(Dataset excerpt)
◇ ◇ ◇ ◇ ◇
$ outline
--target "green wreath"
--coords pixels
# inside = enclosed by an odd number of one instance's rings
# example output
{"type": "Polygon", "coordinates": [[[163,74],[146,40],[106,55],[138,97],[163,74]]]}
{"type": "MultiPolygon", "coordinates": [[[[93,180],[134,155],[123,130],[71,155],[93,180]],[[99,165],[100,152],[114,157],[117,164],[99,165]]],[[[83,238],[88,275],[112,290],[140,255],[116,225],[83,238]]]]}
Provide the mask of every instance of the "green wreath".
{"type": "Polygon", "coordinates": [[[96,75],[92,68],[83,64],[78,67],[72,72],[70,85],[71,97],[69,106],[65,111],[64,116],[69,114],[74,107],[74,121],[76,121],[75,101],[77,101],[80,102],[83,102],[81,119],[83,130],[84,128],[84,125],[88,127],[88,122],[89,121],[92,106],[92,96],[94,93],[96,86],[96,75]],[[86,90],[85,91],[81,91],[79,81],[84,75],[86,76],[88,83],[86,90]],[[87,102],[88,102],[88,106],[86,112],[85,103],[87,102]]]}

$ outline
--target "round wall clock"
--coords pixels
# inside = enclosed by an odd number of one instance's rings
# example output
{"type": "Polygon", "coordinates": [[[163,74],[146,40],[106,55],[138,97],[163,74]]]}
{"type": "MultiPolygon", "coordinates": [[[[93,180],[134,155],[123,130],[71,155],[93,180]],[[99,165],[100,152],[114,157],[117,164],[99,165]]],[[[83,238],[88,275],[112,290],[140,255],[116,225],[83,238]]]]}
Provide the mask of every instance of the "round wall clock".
◇ ◇ ◇ ◇ ◇
▶ **EXERCISE BRIEF**
Tally the lines in the material above that contain the string "wreath", treating uppercase and lowercase as different, and give only the number.

▶ **THE RESPONSE**
2